Picture annotation entries:
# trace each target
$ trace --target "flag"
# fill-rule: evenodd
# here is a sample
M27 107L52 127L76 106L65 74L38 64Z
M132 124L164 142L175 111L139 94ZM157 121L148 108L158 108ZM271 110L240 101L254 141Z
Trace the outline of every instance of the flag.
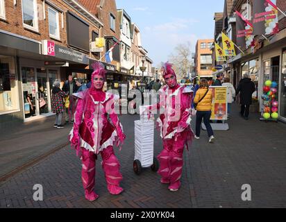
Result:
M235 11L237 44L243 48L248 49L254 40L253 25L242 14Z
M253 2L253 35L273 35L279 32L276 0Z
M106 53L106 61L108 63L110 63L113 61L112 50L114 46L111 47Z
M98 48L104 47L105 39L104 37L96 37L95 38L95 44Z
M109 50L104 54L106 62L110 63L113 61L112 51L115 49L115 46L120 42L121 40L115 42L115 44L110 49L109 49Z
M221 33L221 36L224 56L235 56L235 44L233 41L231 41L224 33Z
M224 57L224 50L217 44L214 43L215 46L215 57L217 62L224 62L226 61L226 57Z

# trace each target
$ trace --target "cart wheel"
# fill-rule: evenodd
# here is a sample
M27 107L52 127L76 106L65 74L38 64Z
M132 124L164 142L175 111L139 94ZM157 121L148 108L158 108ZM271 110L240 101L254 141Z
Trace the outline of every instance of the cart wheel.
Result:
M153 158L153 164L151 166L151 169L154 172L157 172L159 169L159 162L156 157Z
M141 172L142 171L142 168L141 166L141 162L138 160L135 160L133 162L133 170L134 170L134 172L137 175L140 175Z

...

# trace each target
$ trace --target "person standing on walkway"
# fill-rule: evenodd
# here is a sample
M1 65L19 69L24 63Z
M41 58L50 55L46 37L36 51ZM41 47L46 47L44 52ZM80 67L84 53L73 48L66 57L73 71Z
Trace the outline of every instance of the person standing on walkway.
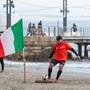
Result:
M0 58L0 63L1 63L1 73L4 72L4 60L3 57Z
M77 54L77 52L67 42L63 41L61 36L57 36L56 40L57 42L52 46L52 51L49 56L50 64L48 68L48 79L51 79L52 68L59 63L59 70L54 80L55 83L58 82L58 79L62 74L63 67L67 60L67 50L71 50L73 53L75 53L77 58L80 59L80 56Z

TASK GOAL: Select every line of the records that contains the string "walkway" and copy each one.

FINISHED ANSWER:
$ trace --target "person standing on walkway"
Trace the outline of every instance of the person standing on walkway.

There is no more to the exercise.